-- begin --

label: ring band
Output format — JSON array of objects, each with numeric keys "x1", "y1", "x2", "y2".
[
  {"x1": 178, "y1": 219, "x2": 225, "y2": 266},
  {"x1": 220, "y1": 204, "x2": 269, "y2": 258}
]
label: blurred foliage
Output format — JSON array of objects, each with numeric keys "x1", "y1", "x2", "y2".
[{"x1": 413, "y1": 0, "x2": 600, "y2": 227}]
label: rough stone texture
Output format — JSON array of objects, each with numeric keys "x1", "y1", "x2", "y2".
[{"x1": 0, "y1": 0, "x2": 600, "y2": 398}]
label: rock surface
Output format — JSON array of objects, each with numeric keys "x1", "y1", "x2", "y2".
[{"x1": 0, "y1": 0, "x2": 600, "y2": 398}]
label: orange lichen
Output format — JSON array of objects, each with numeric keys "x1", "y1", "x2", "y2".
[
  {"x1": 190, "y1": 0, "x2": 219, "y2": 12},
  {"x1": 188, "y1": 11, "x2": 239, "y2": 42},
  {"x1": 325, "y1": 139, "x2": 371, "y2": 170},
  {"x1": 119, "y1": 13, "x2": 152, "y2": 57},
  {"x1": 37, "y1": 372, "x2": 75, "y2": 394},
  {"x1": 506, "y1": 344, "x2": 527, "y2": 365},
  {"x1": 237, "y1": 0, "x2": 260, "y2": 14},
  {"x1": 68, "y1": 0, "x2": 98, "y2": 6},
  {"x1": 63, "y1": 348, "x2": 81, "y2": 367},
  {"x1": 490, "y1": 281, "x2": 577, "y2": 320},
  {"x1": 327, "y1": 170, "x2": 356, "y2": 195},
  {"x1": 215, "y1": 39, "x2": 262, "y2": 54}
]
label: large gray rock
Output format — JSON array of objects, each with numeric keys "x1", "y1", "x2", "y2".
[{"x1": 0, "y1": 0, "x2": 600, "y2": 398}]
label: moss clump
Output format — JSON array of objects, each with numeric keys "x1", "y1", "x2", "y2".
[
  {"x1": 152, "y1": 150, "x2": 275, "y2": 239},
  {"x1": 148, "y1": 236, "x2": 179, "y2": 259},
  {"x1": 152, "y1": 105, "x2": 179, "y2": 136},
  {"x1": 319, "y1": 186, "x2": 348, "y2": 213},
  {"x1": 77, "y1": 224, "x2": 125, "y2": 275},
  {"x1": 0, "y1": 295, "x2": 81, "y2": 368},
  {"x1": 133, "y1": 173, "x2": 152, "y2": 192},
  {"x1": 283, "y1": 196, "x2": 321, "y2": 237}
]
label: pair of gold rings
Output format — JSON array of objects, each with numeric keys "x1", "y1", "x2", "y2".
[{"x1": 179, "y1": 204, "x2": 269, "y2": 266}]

-- end --

* [Problem] From the rows above, pull out every line that contains the word "label", treating uppercase and lowercase as different.

* [Response to this task]
label: ring band
label: blurred foliage
label: rough stone texture
label: rock surface
label: orange lichen
label: large gray rock
label: moss clump
label: pair of gold rings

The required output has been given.